### Supplied passage
──────────
Hard particle tiles of claddings described herein can be provided in any desired shape. Hard particle tiles can be polygonal, circular or elliptical. For example, in some embodiments, a hard particle tile is square, rectangular, hexagonal or round. The hard particle tiles can exhibit a predetermined arrangement or pattern in the matrix metal or alloy. For example, the hard particle tiles can have a periodic radial arrangement in the matrix alloy. In another embodiment, the hard particle tiles can have a random arrangement in the matrix alloy. In particular embodiments, the composite cladding can have composition and properties described in U.S. Pat. No. 6,984,454 and/or U.S. Pat. No. 8,016,057 each of which is incorporated herein by reference in its entirety.


As described herein, the composite cladding bonded to the suction liner substrate can be monolithic or single-piece. In being monolithic, the cladding is continuous over the face of the suction liner substrate. Such continuous structure can be free of seams and/or joints that can compromise cladding integrity by serving as sites of uneven or enhanced wear. For example, surface(s) of the monolithic cladding can be free of seams or joints. In addition to being continuous, the cladding can exhibit a uniform or substantially uniform microstructure. The hard particle phase, for example, can be uniformly or substantially uniformly dispersed in the matrix metal or matrix alloy. Alternatively, the cladding microstructure can be heterogeneous. For example, in some embodiments, the cladding has a gradient of the hard particle phase. In such embodiments, the cladding can have one or more regions of high hard particle concentration and one or more regions of lower hard particle concentration. The high hard particle concentration regions can be positioned in the cladding to correspond to high wear regions of the suction liner.


Moreover, the composite cladding can be fully dense or substantially fully dense. For example, the cladding can have porosity less than 5 volume percent or less than 3 volume percent. The composite cladding can have any desired thickness. The cladding, in some embodiments, has thickness greater than 0.5 cm. In some embodiments, cladding thickness is selected from Table VII.









TABLE VII





Monolithic Cladding Thickness (cm)
──────────
### Items
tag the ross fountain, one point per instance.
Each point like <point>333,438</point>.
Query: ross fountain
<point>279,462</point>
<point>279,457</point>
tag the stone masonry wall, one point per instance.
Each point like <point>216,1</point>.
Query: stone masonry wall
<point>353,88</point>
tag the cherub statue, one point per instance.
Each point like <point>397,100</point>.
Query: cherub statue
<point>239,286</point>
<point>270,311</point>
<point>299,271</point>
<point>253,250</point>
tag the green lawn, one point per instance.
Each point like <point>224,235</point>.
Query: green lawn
──────────
### Given instruction 1
In the cladding passage, what porosity can the composite cladding have?
### Given instruction 2
Write out the part of the cladding passage that begins at the words "Moreover, the composite" and stops after "from Table VII.".

### Exercise solution 1
Less than 5 volume percent or less than 3 volume percent.

### Exercise solution 2
Moreover, the composite cladding can be fully dense or substantially fully dense. For example, the cladding can have porosity less than 5 volume percent or less than 3 volume percent. The composite cladding can have any desired thickness. The cladding, in some embodiments, has thickness greater than 0.5 cm. In some embodiments, cladding thickness is selected from Table VII.